# Exercise goal
Each entry below is to be duplicated precisely.

--- Extracted entries Enclosed Below ---

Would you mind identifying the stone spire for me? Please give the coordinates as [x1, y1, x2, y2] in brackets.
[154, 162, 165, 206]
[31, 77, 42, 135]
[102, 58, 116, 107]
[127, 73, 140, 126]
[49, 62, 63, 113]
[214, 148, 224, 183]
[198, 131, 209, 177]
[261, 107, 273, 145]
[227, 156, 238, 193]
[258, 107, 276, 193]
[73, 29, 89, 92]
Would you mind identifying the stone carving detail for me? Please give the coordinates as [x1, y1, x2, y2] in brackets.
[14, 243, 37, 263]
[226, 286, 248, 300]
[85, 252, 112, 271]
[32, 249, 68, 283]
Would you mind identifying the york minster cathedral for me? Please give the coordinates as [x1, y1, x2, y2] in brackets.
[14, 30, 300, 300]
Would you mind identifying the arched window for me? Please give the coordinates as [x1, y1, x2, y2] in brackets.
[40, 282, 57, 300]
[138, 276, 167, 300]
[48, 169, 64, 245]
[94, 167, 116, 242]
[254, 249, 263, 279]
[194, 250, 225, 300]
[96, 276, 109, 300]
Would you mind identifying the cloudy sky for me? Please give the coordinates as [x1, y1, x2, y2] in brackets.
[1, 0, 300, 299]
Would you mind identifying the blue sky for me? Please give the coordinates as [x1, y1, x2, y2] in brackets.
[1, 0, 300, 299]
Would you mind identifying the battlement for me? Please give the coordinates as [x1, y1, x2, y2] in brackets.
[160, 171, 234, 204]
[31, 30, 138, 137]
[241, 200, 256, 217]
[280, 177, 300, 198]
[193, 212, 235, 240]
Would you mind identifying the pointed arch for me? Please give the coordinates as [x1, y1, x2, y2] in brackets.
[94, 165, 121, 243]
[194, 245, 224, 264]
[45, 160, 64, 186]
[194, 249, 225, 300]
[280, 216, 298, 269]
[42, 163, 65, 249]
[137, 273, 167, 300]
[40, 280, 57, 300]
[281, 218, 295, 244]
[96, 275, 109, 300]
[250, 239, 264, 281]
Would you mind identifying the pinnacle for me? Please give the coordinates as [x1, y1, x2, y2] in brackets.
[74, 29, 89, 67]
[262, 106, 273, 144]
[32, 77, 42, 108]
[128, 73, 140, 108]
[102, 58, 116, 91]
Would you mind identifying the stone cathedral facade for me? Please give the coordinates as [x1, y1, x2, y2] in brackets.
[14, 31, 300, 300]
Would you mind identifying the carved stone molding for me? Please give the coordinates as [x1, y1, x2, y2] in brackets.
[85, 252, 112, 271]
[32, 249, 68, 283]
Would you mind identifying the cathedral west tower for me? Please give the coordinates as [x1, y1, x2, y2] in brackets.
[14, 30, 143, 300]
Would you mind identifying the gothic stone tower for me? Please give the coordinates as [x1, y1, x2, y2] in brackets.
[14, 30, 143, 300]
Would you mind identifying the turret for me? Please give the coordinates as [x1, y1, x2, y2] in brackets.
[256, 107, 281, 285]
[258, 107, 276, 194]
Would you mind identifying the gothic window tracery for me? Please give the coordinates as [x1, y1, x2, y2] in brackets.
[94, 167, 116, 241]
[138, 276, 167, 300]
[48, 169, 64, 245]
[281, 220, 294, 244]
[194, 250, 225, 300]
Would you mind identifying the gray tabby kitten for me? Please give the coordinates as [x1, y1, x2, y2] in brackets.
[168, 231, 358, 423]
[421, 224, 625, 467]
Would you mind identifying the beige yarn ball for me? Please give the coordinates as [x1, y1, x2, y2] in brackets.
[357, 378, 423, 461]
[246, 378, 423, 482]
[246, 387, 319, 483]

--- End of Enclosed Extracted entries ---

# Answer section
Would you mind identifying the stone spire for me? Please give the coordinates as [x1, y1, x2, y2] in brackets.
[154, 162, 165, 206]
[31, 77, 42, 135]
[102, 58, 116, 107]
[127, 73, 140, 126]
[49, 62, 63, 113]
[214, 148, 224, 183]
[198, 131, 209, 177]
[261, 107, 273, 145]
[227, 156, 238, 193]
[258, 107, 276, 193]
[73, 29, 89, 92]
Would you mind identifying the stone carving detail for me? Please give the coordinates as [x1, y1, x2, y2] in brackets.
[14, 243, 37, 263]
[226, 286, 248, 300]
[85, 252, 112, 271]
[32, 249, 68, 283]
Would you mind identifying the york minster cathedral for me? Please give the coordinates as [x1, y1, x2, y2] in brackets.
[14, 30, 300, 300]
Would you mind identifying the arched window for me? Please give the coordinates as [x1, y1, x2, y2] in brackets.
[40, 282, 57, 300]
[138, 276, 167, 300]
[48, 169, 64, 245]
[94, 167, 116, 242]
[254, 249, 263, 279]
[194, 250, 225, 300]
[96, 276, 109, 300]
Would you mind identifying the cloudy sky for me? Please give the coordinates as [x1, y1, x2, y2] in brackets.
[1, 0, 300, 299]
Would you mind identifying the blue sky for me? Please give the coordinates as [x1, y1, x2, y2] in brackets.
[1, 0, 300, 299]
Would you mind identifying the battlement for me? Please give the coordinates as [x1, y1, x2, y2] in brackets.
[160, 171, 234, 204]
[31, 30, 138, 137]
[241, 200, 256, 217]
[280, 177, 300, 198]
[193, 212, 235, 240]
Would you mind identifying the pointed arch for me? Please give the coordinates as [x1, y1, x2, y2] in brackets.
[94, 165, 121, 243]
[194, 245, 224, 264]
[45, 160, 64, 186]
[194, 249, 225, 300]
[280, 216, 298, 269]
[42, 163, 65, 249]
[137, 273, 167, 300]
[40, 280, 57, 300]
[281, 218, 295, 244]
[96, 275, 109, 300]
[250, 239, 264, 281]
Would you mind identifying the pinnacle for me? Please give the coordinates as [x1, y1, x2, y2] in brackets.
[74, 29, 89, 67]
[262, 106, 273, 144]
[32, 77, 42, 108]
[128, 73, 140, 108]
[102, 58, 116, 91]
Would you mind identifying the stone cathedral facade for me? Please give the coordinates as [x1, y1, x2, y2] in brackets.
[14, 31, 300, 300]
Would you mind identifying the carved stone molding for me? Please give the coordinates as [x1, y1, x2, y2] in brackets.
[85, 252, 112, 271]
[32, 249, 68, 283]
Would you mind identifying the cathedral west tower for me? Please give the coordinates as [x1, y1, x2, y2] in brackets.
[14, 30, 143, 300]
Would you mind identifying the gothic stone tower for me? Please give the coordinates as [x1, y1, x2, y2] in brackets.
[14, 30, 143, 300]
Would you mind identifying the turret for me? Please give the coordinates as [x1, y1, x2, y2] in brackets.
[256, 107, 281, 285]
[258, 107, 276, 194]
Would you mind identifying the gothic window tracery for me? Please give the coordinates as [x1, y1, x2, y2] in brackets.
[94, 167, 116, 241]
[138, 276, 167, 300]
[48, 169, 64, 245]
[281, 220, 294, 244]
[194, 250, 225, 300]
Would you mind identifying the gray tabby kitten for me? Please give the coordinates as [x1, y1, x2, y2] in brackets.
[168, 231, 358, 423]
[421, 224, 625, 467]
Would you mind identifying the beige yarn ball for me? Please give the coordinates as [x1, y1, x2, y2] in brackets.
[357, 378, 423, 461]
[246, 378, 423, 482]
[246, 387, 319, 483]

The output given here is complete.